_SET PROBLEM A_
According to the air travel advice, which boarding group does holding the United credit card get you into?
_SET PROBLEM B_
Pick up the air travel advice after its final sentence and keep writing in the same voice.

_EXTRACT PROVIDED_
☆ ☆ ☆ ☆

Yes, if  you don’t have TSA Pre, then you will need to remove your shoes and your belt and go through the naked body scanner unless you’d like to be patted down by hand which takes longer. These are the rules. Accept them and keep moving. There are 900 people behind you who need to catch a flight just as much as you do.

Yes, you have to remove your laptop/Playstation/Xbox/CPAP machine/slot-machine/Prius from your bag.

Yes, you must empty your pockets. Empty means empty.

No, you probably don’t need to remove your watch or glasses, but many larger pieces of jewelry may set off the machines. Be prepared.

The biggest rule of all, which encompasses all of the above – try to keep moving.

At the gate

Be nice to the gate agent. Whatever your problem is, it’s not their fault. Imagine having to deal with literally thousands of annoyed travelers every day. How happy would you be? Be kind to them, and they can make your world better. It’s rare these days that a gate agent will upgrade you to first class since frequent flyers get the spare seats, but gate agents do have the power to make that happen. They can also bar you from the flight you desperately need to board. Such is the power of the gate agent, so be nice to them.

Your airline likely has an app that you can use to get up-to-the-minute status of your flight. Use it. The app generally updates before they make announcements, and I’ve been able to know about gate changes before the rest of the passengers because my app updated me.

When it comes to delays, one of the best things you can do for yourself is to get your airline’s credit card. On United, having the credit card will get you into boarding group 2 which is a very nice perk usually reserved for frequent flyers (Silver gets group 2, Gold and above gets group 1). Additionally, with the United card I get two passes to the United lounge which is a service I would never otherwise pay for. Why is this a good thing? Consider my experience in Newark (EWR) Terminal A during a storm.

The first pic shows EWR Terminal A with multiple flights delayed. Terminal A was built in the early 1970s and so far as I can tell, they haven’t so much as vacuumed the carpet since. It’s small, it cramped, and when there are delays, it’s a crowded mess with people scrambling to find the one power outlet hidden in the floor.

I was delayed in Terminal A and remembered that I had a free pass to use the United lounge. I found it (yes, there’s a United lounge in EWR Terminal A), handed them my card, and proceeded to live in the lap of luxury for two hours until my flight departed. Note that these two pics were taken in the same terminal in the same airport roughly 10 minutes apart. The lounge is replete with leather chairs, private work areas, a bar with free drinks, and concierge service that alerts you to your flight status.

☆ ☆ ☆ ☆

_EXCERPTED DATA_
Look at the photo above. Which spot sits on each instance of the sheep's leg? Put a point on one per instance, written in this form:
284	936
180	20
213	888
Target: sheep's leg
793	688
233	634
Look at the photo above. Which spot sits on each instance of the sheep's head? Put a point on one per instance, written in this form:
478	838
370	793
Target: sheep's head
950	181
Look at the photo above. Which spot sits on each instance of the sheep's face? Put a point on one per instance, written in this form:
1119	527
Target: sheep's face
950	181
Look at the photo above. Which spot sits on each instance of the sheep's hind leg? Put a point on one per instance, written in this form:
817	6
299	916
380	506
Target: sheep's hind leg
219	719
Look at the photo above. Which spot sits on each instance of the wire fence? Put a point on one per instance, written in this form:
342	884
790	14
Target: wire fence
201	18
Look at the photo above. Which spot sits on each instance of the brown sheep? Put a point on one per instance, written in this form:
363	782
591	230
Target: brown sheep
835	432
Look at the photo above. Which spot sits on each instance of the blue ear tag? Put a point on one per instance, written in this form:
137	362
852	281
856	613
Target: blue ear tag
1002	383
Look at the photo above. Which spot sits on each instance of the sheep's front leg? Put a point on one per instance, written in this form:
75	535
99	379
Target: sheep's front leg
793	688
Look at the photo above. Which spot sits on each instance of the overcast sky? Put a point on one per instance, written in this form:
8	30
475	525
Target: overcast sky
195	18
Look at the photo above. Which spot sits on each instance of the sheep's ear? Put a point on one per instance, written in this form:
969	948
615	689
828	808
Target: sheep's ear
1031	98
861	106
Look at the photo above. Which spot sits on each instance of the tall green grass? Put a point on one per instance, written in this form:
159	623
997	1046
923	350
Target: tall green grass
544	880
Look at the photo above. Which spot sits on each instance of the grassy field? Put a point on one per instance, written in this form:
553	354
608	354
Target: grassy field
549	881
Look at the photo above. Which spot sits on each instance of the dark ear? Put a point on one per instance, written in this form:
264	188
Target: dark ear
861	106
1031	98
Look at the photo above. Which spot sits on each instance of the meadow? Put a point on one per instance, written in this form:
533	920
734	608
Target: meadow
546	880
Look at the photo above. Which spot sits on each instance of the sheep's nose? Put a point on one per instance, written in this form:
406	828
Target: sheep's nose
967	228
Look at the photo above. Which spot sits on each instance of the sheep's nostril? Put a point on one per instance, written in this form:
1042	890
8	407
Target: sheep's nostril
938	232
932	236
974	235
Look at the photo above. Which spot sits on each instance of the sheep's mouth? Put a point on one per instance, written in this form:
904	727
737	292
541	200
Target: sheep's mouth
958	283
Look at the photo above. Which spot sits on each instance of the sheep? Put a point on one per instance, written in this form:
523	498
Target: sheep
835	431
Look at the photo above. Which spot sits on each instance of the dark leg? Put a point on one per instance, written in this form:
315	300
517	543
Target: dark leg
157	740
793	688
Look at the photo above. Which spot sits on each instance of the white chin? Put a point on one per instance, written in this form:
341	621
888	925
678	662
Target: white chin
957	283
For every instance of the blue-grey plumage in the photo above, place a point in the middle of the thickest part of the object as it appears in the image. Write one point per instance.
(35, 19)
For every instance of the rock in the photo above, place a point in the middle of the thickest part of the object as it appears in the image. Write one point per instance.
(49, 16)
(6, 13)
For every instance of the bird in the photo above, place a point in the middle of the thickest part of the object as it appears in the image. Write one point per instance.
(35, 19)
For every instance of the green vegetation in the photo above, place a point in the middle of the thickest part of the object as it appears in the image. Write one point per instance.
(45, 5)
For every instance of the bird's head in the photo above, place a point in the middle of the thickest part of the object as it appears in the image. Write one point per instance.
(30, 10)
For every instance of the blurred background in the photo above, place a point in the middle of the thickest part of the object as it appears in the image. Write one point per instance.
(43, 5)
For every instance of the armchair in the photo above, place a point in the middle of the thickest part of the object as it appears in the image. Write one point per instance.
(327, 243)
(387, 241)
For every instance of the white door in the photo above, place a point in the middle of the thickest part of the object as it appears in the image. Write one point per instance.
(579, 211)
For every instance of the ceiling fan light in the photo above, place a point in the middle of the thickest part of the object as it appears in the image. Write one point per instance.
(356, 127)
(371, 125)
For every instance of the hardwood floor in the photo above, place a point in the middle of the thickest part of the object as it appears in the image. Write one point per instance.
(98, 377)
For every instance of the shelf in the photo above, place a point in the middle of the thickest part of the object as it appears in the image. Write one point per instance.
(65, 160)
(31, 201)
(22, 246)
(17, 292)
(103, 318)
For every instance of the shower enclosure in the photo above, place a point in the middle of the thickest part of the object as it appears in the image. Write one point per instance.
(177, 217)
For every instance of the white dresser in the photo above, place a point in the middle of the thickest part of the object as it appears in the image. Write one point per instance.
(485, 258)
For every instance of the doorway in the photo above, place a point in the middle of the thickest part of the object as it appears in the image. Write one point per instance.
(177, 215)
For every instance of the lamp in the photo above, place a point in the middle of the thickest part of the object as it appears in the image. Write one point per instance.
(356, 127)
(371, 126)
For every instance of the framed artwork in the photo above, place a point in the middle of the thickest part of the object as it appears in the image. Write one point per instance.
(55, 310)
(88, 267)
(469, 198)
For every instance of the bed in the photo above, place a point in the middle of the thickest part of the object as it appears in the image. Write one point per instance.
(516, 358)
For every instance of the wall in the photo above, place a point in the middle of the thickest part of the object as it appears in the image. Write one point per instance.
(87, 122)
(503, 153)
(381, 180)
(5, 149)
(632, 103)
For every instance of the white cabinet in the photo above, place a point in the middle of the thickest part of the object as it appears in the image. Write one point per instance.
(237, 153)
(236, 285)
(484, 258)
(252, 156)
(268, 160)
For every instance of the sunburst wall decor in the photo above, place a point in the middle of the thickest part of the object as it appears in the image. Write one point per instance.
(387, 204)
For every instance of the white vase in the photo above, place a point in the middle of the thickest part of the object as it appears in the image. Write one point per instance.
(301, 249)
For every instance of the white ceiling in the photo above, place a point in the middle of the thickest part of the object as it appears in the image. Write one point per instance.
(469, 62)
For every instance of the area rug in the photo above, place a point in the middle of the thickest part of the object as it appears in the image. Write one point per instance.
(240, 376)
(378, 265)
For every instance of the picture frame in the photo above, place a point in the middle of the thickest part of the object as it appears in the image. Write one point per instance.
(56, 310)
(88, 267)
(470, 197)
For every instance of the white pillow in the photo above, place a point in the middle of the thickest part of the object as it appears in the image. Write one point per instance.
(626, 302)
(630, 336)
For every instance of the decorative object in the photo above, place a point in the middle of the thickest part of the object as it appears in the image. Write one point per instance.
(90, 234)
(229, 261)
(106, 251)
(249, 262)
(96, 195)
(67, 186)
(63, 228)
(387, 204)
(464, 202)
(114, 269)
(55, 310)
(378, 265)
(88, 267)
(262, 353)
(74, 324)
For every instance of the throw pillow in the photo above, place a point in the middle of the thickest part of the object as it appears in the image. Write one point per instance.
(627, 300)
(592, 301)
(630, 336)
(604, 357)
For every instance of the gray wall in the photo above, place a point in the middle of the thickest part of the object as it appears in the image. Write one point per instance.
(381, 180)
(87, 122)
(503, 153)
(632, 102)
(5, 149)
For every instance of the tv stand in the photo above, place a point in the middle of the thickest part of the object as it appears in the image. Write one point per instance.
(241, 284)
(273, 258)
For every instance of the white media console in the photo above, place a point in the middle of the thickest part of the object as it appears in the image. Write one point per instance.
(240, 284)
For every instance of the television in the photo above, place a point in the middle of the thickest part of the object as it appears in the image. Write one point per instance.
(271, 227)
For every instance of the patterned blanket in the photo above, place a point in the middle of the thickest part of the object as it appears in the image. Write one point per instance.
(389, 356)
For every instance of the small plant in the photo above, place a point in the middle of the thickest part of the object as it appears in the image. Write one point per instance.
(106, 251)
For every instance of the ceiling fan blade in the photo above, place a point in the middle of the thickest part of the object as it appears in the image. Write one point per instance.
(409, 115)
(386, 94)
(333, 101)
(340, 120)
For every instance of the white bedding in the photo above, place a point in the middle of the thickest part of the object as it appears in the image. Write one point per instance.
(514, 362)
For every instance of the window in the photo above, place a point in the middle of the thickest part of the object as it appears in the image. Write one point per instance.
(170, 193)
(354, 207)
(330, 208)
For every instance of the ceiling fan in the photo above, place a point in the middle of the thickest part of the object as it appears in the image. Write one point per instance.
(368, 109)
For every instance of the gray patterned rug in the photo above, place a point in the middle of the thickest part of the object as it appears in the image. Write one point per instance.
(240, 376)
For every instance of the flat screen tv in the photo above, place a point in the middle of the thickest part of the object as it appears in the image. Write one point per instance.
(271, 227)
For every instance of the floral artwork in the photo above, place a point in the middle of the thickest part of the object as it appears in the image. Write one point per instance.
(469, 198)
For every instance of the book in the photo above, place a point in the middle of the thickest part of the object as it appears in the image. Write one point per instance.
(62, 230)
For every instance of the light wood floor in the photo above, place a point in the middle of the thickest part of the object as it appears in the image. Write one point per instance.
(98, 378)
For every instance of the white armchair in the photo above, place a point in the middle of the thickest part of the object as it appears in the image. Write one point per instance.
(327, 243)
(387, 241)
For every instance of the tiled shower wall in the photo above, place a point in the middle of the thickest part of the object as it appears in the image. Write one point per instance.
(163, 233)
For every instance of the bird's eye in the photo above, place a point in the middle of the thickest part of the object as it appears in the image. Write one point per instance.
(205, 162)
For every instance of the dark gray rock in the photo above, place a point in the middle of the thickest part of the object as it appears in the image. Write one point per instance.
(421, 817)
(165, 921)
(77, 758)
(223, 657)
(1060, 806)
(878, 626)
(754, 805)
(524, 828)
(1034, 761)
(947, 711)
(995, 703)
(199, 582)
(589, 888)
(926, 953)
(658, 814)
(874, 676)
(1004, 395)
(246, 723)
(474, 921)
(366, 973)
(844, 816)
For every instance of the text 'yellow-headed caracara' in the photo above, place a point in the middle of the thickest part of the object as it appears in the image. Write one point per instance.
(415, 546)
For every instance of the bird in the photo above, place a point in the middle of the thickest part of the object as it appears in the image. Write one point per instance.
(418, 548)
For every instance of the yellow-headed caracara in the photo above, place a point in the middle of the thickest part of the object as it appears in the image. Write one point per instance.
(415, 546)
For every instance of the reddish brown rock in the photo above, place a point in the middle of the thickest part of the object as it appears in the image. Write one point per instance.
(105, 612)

☆ ☆ ☆ ☆

_ANSWER A_
Boarding group 2.

_ANSWER B_
Don’t have the credit card? You can pay a one-time $59 to use the lounge. I’m sure other airlines have similar offerings. During a severe delay in a crowded old airport, it can be very much worth the price of admission.

On the plane

I used to be afraid of flying to a degree. I think it’s human nature to think that the plane is falling from the sky when there’s a bump. Trust me, it’s not. Some tips for comfort:

Flight Attendants: Be nice to the flight attendants. Their job is not very easy, and they’re doing their best. They’re generally hired because they’re people that like people, and they’ll usually treat you very well if you do the same. All they need is a smile and a “thank you.” Is that so hard?

Seats: Every time you grab the seat in front of you it wakes that person up. I know the seats are too close together and you need to grab the seat in order to get up, but you don’t need to grab it every six minutes.

Feel free to recline, but please don’t slam your seat back – it will crush my laptop screen if it happens to be in a certain position on planes with in-flight entertainment screens. Recline away, but please recline slowly.

Please – if you have a window seat on a late-night flight, close the window. When the sun comes up it will wake up everyone for three aisles in either direction.

Turbulence: Watch the flight attendants if you’re scared. If they’re not scared, then you shouldn’t be, either. Turbulence feels scary because you’ve decided that it should be. If you pay close attention in your car, you’ll notice that the ride in your car is much rougher than it is on 99% of all flights. That said, turbulence can be scary when it’s severe. Guess what? In over 500 flights, I’ve been through what pilots call “severe” turbulence just once. In that case the flight attendants couldn’t even get back to their jump seats – they pulled themselves into empty passenger seats and buckled up. If the flight attendants are standing, there’s nothing to worry about. If the pilot tells the flight attendants to remain in their seats, then the ride will be bumpy, but there’s still nothing to worry about. Honestly, unless you see the oxygen masks fall or you hear the flight attendants yelling, “Brace!  Brace! Brace!”, there’s probably nothing to worry about. You’re not falling from the sky.

By the way, I’ve been on flights where it feels like I was falling from the sky. People afterwards insisted that we “dropped hundreds of feet”. We did not. How do I know? Physics.

The inside of the cabin is about seven to ten feet high. If you put a laptop on the tray table in front of you and the plane “dropped 100 feet”, the laptop would slam into the ceiling. In fact, if the plane “dropped” even ten feet the same thing would happen. If the plane does descend but doesn’t descend fast enough to make you and your items weightless, there’s nothing to worry about.

If you don’t believe me, consider the fact that they give you open cups for your drinks. The next time you’re driving somewhere, put an open cup of ice water on any flat surface in your car and see how long the water stays in the cup.

Bending Wings: Oh, and no – the wings won’t break off. They’re designed to move, and in fact, if they weren’t flexible they would break because, well, physics. Don’t take my word for it, let Boeing show you.

Certainly there have been news reports of people being injured when the plane encountered severe turbulence. A quick note about those events are in order: first, they’re on the news because they are rare events. Second, in probably every case of a passenger getting hurt during turbulence the passenger was not buckled in, which brings me to my next point.

Seatbelts: Put on your damn seatbelt. If the seatbelt light is on, sit the hell down and just wait.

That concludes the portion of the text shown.